* _Directive 1_: Transcribe the part of the contest report that opens with the words containing "Last year’s Third" and closes with "as technical character.".
▬▬▬▬▬▬
Sunday 25th September
Test Piece: Darkness Visible (Richard Grantham)
Adjudicators: Philip Harper & Paul Holland
Section Controller: Peggy Tomlinson
Registry Supervisor: David Hobbs
Presenter: Peter Bates
You could be forgiven for thinking that the Music Panel has a wicked sense of humour when it comes to choosing test pieces.
Last year’s Third Section final ended in the type of crepuscular blackness Dylan Thomas used to say could be found on the cover of a Welsh Bible.
No chance of that happening this time though, as the contest starts at 9.30am, but the competitors will still be up and ready for action at roughly the same hour stable lads start work on their thoroughbreds in the nearby Cheltenham paddocks.
‘Darkness Visible’ is therefore a very appropriate title – and a very appropriate test piece too.
Open and transparent
Composer Richard Grantham (right) has given the bands an intriguing work of musical as well as technical character.
No stranger to the banding movement at all competitive levels, his second composition to be used at a major national contest (‘Hostile Skies’ was used at Butlins in 2009) is open and transparent in style, even if the personal inspiration is a little bit obscure as he himself writes:
“Darkness Visible is a musical essay on light and shade, and can be accessed on multiple levels of meaning.
At one level, Darkness Visible is a journey through a dark landscape, which could be external, such as space.
▬▬▬▬▬▬
* _Directive 2_: Format the part of the entries that opens with the line containing "[bbox-request] white vestment sleeve" and closes with the line containing "162,133 -> 340,195" as a Markdown table, with a Row column for the row number and a Line column for the line, leaving out any blank lines.

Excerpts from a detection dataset
▬▬▬▬▬▬
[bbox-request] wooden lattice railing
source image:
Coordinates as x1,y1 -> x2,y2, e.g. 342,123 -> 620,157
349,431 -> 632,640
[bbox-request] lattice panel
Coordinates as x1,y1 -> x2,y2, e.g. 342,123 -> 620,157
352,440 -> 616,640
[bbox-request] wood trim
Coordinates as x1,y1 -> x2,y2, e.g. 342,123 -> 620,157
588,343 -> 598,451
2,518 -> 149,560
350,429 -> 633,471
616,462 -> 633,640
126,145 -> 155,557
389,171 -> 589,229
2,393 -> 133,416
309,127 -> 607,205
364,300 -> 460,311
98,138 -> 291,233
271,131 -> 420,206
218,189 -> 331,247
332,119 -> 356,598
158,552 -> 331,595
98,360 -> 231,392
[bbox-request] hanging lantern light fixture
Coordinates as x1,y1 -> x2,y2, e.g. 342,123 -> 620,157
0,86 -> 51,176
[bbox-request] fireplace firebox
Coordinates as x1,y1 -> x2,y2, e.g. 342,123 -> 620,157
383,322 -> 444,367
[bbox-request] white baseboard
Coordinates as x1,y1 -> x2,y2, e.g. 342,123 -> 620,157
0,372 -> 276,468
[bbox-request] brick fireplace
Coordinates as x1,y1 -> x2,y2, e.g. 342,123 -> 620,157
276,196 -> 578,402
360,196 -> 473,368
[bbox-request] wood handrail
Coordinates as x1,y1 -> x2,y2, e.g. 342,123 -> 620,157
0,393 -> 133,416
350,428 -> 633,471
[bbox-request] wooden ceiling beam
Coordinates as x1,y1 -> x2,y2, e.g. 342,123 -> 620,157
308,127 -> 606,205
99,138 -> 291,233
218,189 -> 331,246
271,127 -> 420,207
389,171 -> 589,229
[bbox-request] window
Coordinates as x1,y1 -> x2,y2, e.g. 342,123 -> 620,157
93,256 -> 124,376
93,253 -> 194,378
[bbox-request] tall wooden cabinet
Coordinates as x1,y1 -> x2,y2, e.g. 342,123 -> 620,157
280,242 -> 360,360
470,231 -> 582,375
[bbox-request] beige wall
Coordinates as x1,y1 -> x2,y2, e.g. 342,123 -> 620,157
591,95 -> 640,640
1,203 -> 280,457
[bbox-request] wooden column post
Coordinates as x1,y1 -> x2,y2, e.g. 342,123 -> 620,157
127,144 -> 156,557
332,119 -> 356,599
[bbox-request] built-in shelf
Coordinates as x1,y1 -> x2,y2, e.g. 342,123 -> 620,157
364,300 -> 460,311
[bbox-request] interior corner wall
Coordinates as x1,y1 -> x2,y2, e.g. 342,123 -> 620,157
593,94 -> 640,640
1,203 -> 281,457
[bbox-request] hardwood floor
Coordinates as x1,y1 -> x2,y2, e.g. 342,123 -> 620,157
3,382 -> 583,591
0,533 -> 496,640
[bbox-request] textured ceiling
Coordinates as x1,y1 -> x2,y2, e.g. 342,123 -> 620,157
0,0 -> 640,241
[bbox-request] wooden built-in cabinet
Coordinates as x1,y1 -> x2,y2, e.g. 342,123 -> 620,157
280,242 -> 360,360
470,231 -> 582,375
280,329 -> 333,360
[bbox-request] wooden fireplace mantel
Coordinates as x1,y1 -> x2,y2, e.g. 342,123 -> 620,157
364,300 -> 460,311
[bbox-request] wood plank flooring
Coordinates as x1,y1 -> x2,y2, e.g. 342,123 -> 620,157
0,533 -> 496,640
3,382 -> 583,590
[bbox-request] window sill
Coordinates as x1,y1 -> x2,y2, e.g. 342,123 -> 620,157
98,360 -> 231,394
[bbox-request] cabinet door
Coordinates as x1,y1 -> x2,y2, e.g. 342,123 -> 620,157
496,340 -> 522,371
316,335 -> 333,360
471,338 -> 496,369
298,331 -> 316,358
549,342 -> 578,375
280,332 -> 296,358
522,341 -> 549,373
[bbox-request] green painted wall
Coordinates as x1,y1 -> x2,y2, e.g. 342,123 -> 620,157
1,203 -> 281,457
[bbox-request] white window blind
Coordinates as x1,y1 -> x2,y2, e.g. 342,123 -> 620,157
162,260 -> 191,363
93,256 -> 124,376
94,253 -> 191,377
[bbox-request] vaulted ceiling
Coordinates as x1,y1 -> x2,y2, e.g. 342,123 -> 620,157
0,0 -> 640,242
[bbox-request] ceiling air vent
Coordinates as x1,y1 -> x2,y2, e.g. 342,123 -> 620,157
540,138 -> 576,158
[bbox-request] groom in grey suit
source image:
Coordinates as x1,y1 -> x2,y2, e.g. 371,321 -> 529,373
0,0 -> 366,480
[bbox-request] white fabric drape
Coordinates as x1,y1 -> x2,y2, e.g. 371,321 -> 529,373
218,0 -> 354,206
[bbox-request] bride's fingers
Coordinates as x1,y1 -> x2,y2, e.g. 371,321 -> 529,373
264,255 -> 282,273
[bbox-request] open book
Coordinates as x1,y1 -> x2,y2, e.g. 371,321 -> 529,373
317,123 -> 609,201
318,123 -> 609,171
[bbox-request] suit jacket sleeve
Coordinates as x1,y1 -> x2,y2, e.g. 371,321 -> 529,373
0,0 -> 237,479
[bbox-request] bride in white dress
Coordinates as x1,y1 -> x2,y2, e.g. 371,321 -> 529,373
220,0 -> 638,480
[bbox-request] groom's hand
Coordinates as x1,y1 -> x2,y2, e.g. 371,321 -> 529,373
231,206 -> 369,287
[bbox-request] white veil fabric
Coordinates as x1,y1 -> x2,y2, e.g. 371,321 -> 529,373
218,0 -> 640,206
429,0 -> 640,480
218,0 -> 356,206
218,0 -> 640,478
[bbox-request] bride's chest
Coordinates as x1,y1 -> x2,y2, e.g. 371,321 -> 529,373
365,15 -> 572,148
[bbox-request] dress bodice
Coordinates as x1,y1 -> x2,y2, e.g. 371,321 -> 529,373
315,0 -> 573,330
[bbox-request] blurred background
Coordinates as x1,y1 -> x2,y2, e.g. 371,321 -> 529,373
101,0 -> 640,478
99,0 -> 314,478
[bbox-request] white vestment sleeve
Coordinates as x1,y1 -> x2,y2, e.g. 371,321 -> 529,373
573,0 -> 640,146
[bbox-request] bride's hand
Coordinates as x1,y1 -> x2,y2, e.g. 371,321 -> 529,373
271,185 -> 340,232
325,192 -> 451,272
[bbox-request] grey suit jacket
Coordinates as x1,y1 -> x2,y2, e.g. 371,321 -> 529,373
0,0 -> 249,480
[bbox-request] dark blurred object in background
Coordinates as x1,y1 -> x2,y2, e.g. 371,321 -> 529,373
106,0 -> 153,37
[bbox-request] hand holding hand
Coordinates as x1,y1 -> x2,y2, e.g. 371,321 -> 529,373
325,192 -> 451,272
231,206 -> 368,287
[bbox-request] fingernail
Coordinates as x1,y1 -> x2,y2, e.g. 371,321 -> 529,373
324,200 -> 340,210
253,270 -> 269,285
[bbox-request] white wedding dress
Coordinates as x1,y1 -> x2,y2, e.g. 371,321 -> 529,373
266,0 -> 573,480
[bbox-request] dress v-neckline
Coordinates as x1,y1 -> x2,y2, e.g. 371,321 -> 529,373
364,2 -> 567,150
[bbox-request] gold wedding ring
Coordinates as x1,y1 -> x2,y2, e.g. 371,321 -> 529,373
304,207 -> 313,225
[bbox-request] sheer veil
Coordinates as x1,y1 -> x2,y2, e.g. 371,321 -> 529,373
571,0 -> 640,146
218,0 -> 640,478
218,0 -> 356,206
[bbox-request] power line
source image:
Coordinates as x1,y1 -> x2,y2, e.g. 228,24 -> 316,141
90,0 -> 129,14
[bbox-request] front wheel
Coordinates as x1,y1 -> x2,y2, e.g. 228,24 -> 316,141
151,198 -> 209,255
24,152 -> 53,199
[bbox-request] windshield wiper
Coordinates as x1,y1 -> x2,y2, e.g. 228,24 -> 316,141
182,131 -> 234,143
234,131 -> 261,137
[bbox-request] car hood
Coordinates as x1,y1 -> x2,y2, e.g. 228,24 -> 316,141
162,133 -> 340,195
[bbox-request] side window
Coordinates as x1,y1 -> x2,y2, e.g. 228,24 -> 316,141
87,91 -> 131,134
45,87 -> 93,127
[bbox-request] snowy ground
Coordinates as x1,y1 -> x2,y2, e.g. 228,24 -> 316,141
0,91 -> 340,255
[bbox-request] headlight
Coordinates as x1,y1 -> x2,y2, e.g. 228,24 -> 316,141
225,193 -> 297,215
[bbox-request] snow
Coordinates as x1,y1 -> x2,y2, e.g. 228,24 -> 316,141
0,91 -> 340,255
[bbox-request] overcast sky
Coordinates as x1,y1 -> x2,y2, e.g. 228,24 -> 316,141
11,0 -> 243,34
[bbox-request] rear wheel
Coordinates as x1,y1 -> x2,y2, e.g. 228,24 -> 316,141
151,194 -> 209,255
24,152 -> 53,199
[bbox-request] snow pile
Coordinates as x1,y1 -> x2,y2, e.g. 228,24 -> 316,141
▬▬▬▬▬▬
* _Exercise output 1_:
Last year’s Third Section final ended in the type of crepuscular blackness Dylan Thomas used to say could be found on the cover of a Welsh Bible.
No chance of that happening this time though, as the contest starts at 9.30am, but the competitors will still be up and ready for action at roughly the same hour stable lads start work on their thoroughbreds in the nearby Cheltenham paddocks.
‘Darkness Visible’ is therefore a very appropriate title – and a very appropriate test piece too.
Open and transparent
Composer Richard Grantham (right) has given the bands an intriguing work of musical as well as technical character.

* _Exercise output 2_:
| Row | Line |
|---|---|
| 1 | [bbox-request] white vestment sleeve |
| 2 | Coordinates as x1,y1 -> x2,y2, e.g. 371,321 -> 529,373 |
| 3 | 573,0 -> 640,146 |
| 4 | [bbox-request] bride's hand |
| 5 | Coordinates as x1,y1 -> x2,y2, e.g. 371,321 -> 529,373 |
| 6 | 271,185 -> 340,232 |
| 7 | 325,192 -> 451,272 |
| 8 | [bbox-request] grey suit jacket |
| 9 | Coordinates as x1,y1 -> x2,y2, e.g. 371,321 -> 529,373 |
| 10 | 0,0 -> 249,480 |
| 11 | [bbox-request] dark blurred object in background |
| 12 | Coordinates as x1,y1 -> x2,y2, e.g. 371,321 -> 529,373 |
| 13 | 106,0 -> 153,37 |
| 14 | [bbox-request] hand holding hand |
| 15 | Coordinates as x1,y1 -> x2,y2, e.g. 371,321 -> 529,373 |
| 16 | 325,192 -> 451,272 |
| 17 | 231,206 -> 368,287 |
| 18 | [bbox-request] fingernail |
| 19 | Coordinates as x1,y1 -> x2,y2, e.g. 371,321 -> 529,373 |
| 20 | 324,200 -> 340,210 |
| 21 | 253,270 -> 269,285 |
| 22 | [bbox-request] white wedding dress |
| 23 | Coordinates as x1,y1 -> x2,y2, e.g. 371,321 -> 529,373 |
| 24 | 266,0 -> 573,480 |
| 25 | [bbox-request] dress v-neckline |
| 26 | Coordinates as x1,y1 -> x2,y2, e.g. 371,321 -> 529,373 |
| 27 | 364,2 -> 567,150 |
| 28 | [bbox-request] gold wedding ring |
| 29 | Coordinates as x1,y1 -> x2,y2, e.g. 371,321 -> 529,373 |
| 30 | 304,207 -> 313,225 |
| 31 | [bbox-request] sheer veil |
| 32 | Coordinates as x1,y1 -> x2,y2, e.g. 371,321 -> 529,373 |
| 33 | 571,0 -> 640,146 |
| 34 | 218,0 -> 640,478 |
| 35 | 218,0 -> 356,206 |
| 36 | [bbox-request] power line |
| 37 | source image: |
| 38 | Coordinates as x1,y1 -> x2,y2, e.g. 228,24 -> 316,141 |
| 39 | 90,0 -> 129,14 |
| 40 | [bbox-request] front wheel |
| 41 | Coordinates as x1,y1 -> x2,y2, e.g. 228,24 -> 316,141 |
| 42 | 151,198 -> 209,255 |
| 43 | 24,152 -> 53,199 |
| 44 | [bbox-request] windshield wiper |
| 45 | Coordinates as x1,y1 -> x2,y2, e.g. 228,24 -> 316,141 |
| 46 | 182,131 -> 234,143 |
| 47 | 234,131 -> 261,137 |
| 48 | [bbox-request] car hood |
| 49 | Coordinates as x1,y1 -> x2,y2, e.g. 228,24 -> 316,141 |
| 50 | 162,133 -> 340,195 |